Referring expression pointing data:
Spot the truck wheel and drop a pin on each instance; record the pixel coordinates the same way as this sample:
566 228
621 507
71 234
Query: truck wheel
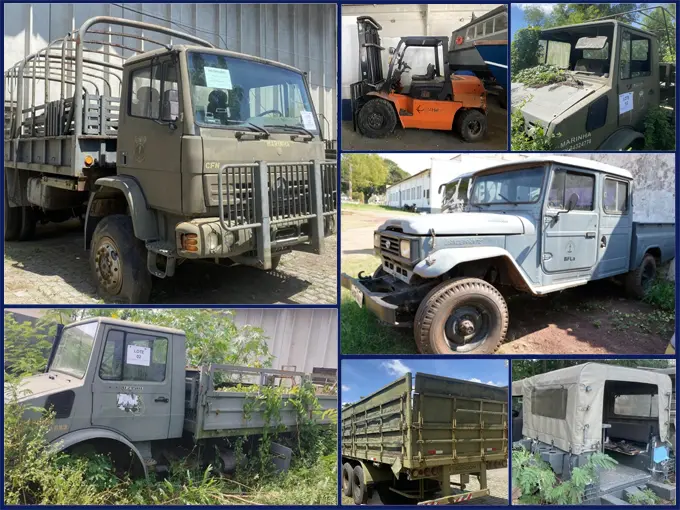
12 219
347 477
471 125
28 221
118 261
639 281
377 119
463 315
359 493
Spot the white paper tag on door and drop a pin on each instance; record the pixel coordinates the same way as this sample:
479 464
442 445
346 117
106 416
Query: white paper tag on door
138 355
307 119
217 78
625 102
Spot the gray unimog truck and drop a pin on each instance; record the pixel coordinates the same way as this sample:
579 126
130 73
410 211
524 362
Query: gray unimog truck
534 226
568 414
123 389
613 78
181 152
407 440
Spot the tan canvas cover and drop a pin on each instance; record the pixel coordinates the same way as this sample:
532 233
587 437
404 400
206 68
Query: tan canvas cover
583 387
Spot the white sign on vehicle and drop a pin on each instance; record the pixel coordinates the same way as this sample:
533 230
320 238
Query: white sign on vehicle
138 355
217 78
625 102
307 119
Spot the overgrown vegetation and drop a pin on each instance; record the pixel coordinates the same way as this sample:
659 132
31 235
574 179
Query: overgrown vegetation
539 485
35 474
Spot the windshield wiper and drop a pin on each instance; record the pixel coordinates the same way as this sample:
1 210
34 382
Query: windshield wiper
296 128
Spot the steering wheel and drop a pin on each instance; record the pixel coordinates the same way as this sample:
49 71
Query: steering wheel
270 111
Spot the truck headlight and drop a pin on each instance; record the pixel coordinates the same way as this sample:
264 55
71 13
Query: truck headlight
405 248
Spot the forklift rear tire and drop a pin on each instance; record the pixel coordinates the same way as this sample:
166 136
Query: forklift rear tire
471 125
359 492
12 219
28 221
347 477
118 261
639 281
461 316
377 118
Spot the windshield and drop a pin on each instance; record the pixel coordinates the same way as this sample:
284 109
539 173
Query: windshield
508 187
232 92
74 350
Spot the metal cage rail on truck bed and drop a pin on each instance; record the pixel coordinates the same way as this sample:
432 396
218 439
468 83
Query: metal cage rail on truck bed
41 137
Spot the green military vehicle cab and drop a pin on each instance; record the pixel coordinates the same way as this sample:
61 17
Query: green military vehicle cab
193 153
613 78
407 440
124 389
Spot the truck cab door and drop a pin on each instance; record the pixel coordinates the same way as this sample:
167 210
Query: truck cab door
131 389
570 236
150 130
638 84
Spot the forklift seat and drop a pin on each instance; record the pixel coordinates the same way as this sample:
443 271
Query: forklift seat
429 75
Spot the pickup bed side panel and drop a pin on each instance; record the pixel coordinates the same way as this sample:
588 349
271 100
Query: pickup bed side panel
658 237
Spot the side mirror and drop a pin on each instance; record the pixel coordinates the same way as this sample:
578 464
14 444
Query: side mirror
572 202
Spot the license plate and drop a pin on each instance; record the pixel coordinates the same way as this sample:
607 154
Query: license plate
357 295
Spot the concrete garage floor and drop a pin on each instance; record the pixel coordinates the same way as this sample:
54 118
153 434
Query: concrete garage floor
427 140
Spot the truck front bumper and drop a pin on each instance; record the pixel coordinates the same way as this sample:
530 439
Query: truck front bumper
390 299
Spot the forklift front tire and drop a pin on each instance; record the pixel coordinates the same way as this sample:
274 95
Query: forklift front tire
377 118
471 125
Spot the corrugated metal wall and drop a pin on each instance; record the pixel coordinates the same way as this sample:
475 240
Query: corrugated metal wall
301 35
304 338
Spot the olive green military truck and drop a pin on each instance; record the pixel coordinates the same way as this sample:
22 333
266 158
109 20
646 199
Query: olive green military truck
406 441
123 389
185 151
613 78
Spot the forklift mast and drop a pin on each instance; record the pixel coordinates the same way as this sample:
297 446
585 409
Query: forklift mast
370 51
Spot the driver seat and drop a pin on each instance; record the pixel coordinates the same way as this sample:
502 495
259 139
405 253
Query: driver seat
429 75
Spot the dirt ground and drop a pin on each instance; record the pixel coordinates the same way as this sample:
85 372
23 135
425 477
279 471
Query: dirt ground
496 480
424 139
592 319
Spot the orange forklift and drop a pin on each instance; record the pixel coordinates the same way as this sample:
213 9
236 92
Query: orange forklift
435 100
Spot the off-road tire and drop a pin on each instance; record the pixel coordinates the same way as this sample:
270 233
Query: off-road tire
12 223
117 232
633 279
438 305
372 111
347 477
471 125
359 492
28 221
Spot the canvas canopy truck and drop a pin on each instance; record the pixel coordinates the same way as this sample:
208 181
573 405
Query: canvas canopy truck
571 413
535 226
613 78
196 153
405 441
121 388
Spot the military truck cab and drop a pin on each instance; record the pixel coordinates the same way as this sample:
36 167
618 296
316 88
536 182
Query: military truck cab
534 226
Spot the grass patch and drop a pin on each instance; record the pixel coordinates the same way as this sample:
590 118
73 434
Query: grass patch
360 331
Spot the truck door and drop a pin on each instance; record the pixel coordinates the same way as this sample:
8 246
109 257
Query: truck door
616 228
150 132
638 88
569 237
131 392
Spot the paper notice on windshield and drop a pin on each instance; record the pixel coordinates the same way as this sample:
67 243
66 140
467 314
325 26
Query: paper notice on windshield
625 102
138 355
307 119
217 78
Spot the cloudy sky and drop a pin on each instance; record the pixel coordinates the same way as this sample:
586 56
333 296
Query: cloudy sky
361 377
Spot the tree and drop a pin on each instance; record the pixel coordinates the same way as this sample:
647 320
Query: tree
368 172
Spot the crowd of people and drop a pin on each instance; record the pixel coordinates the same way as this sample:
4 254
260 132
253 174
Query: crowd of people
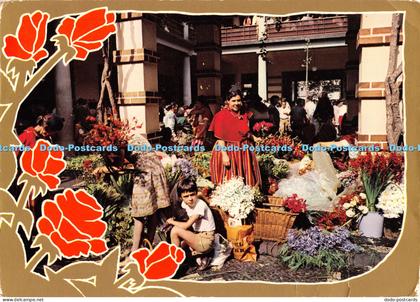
231 126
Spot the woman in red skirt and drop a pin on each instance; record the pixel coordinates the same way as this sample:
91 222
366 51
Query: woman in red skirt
231 155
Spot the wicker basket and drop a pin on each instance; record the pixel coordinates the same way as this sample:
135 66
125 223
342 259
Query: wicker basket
274 202
273 224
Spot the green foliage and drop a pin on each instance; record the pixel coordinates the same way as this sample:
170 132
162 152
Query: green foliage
201 161
112 197
75 164
331 259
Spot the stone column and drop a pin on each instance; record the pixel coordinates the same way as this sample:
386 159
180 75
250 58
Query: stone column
187 81
262 78
352 67
136 60
373 42
64 103
209 53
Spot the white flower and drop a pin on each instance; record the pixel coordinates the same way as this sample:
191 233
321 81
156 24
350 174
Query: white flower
363 209
346 205
168 161
392 201
234 197
350 213
204 183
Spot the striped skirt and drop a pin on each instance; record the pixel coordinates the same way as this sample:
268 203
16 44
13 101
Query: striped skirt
243 163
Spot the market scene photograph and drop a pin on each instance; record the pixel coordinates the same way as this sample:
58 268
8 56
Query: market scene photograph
208 147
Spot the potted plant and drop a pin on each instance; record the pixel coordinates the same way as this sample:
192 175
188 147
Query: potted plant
237 199
377 171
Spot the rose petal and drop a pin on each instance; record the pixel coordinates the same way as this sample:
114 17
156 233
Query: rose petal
89 45
66 28
81 53
88 22
52 212
70 249
88 200
54 166
69 232
74 210
40 157
42 33
36 18
44 226
99 34
40 55
110 18
14 49
179 256
140 256
27 34
26 162
98 246
160 252
162 269
51 180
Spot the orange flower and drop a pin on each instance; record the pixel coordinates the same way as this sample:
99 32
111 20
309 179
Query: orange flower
30 37
44 164
87 32
73 223
161 263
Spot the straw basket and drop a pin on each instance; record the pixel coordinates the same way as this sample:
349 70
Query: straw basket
273 224
274 202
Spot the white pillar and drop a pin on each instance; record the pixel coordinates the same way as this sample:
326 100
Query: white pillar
64 103
187 80
262 78
186 30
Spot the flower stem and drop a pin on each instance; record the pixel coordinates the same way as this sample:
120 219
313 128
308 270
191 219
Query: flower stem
24 195
35 259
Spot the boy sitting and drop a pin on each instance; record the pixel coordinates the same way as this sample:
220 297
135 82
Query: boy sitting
200 219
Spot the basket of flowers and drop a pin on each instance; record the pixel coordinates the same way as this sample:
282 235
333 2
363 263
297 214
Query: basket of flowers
274 223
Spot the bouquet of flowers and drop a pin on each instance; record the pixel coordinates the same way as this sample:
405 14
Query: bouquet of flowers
350 208
355 206
234 197
392 201
346 178
377 171
317 248
115 132
295 204
262 129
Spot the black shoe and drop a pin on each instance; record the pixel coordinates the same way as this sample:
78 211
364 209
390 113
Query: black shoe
205 263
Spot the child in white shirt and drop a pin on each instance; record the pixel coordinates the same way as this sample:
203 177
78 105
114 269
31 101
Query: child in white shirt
200 219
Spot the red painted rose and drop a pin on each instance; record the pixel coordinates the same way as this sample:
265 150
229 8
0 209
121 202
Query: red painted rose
161 263
29 40
73 223
44 164
87 32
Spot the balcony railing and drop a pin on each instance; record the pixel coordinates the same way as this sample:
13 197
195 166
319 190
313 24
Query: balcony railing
299 29
237 35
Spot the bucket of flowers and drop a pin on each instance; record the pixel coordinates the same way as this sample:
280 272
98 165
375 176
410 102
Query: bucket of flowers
377 171
274 223
235 201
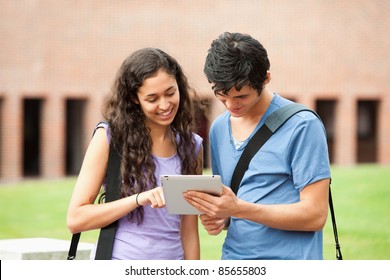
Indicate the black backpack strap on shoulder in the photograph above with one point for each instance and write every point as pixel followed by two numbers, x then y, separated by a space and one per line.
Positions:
pixel 113 183
pixel 339 256
pixel 73 246
pixel 107 234
pixel 271 125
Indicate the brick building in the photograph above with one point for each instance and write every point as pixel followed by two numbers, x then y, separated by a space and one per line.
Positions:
pixel 58 59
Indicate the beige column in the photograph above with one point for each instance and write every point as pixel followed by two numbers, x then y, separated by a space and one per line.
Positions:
pixel 345 131
pixel 11 149
pixel 384 131
pixel 53 137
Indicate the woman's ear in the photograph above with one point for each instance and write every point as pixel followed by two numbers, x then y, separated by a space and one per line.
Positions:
pixel 135 100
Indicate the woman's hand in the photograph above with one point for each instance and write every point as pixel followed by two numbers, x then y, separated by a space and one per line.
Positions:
pixel 153 197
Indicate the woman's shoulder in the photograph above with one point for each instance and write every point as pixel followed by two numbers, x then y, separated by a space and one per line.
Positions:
pixel 106 126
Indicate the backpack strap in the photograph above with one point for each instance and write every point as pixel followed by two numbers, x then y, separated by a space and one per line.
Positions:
pixel 107 234
pixel 270 126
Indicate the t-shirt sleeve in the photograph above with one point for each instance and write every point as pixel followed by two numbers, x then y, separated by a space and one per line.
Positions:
pixel 309 153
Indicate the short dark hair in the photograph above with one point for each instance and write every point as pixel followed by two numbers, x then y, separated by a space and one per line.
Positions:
pixel 236 60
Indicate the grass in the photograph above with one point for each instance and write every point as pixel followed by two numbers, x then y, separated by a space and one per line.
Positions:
pixel 37 208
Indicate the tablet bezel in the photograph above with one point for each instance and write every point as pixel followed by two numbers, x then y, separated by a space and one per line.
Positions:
pixel 175 185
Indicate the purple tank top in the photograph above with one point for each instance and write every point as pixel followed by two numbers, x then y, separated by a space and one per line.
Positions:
pixel 158 237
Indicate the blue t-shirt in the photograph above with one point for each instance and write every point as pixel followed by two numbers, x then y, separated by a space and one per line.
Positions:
pixel 295 156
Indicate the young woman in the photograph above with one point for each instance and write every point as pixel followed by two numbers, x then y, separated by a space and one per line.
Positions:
pixel 150 118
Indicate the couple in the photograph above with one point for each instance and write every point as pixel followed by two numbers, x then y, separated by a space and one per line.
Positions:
pixel 282 203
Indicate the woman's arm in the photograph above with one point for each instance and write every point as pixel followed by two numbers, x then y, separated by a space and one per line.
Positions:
pixel 83 214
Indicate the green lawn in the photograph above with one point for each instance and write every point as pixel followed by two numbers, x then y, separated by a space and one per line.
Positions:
pixel 361 196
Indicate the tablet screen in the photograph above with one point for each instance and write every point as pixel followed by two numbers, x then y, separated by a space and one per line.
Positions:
pixel 175 185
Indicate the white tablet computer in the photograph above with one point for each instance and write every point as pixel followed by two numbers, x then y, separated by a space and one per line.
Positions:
pixel 175 185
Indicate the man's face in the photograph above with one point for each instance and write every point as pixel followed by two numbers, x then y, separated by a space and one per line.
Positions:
pixel 240 103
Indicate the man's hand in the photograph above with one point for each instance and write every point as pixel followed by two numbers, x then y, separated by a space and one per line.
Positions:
pixel 220 207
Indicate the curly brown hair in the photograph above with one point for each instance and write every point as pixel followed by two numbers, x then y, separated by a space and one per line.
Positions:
pixel 129 133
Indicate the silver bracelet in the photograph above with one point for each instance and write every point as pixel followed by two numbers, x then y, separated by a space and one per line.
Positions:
pixel 136 200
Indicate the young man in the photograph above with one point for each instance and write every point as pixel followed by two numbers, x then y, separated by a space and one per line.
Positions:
pixel 282 202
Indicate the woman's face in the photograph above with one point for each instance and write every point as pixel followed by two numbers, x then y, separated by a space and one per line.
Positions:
pixel 159 99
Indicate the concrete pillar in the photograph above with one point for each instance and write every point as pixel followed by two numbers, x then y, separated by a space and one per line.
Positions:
pixel 384 131
pixel 11 149
pixel 53 137
pixel 345 131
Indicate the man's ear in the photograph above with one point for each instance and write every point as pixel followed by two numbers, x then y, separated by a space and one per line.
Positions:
pixel 267 78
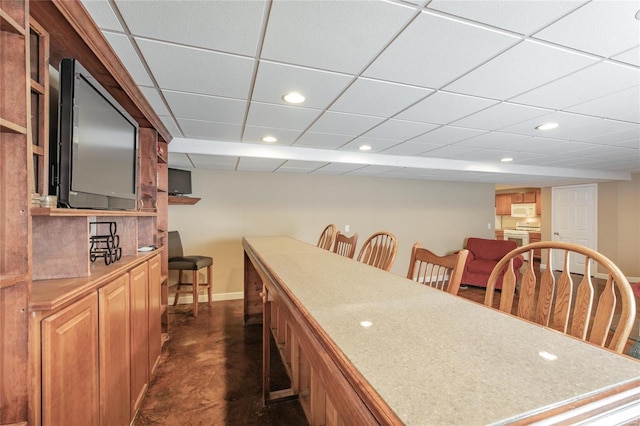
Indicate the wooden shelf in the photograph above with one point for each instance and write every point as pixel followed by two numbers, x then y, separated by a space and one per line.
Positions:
pixel 183 200
pixel 7 23
pixel 43 211
pixel 7 126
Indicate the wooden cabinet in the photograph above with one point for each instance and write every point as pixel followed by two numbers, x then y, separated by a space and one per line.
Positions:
pixel 503 204
pixel 70 380
pixel 155 312
pixel 114 352
pixel 139 321
pixel 535 237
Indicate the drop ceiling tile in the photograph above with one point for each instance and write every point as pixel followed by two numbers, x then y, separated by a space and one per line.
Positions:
pixel 501 116
pixel 400 130
pixel 376 145
pixel 378 98
pixel 103 15
pixel 129 58
pixel 217 162
pixel 322 140
pixel 344 124
pixel 210 130
pixel 298 166
pixel 320 88
pixel 449 151
pixel 255 164
pixel 170 123
pixel 491 140
pixel 444 108
pixel 631 56
pixel 446 135
pixel 206 108
pixel 521 17
pixel 322 34
pixel 521 68
pixel 420 55
pixel 154 99
pixel 280 116
pixel 178 159
pixel 197 70
pixel 337 168
pixel 623 105
pixel 626 137
pixel 227 26
pixel 255 134
pixel 602 27
pixel 591 83
pixel 567 123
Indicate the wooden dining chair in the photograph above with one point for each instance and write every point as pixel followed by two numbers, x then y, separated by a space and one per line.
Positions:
pixel 344 245
pixel 379 250
pixel 326 237
pixel 440 272
pixel 555 302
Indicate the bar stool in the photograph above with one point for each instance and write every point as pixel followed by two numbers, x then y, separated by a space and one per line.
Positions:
pixel 179 262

PROBLEM DETAILS: Every line of the records containing the word "wooden" must appear in the answer.

SOLVED EXERCISE:
Indicate the wooden shelf in the photograph above with one point for each instance and write every point as pixel followed by two numbers, x then y, separated by a space and one per line.
Indicate the wooden cabinet in the photograph above with one point for each instance and write every point as pixel followed by two numbers, x then y, separated by a space and one per line.
Indicate the wooden dining chair in the photograph above with one point for each instance and write every point as pixel followed by two numbers, x then y, separated by a space and one per line.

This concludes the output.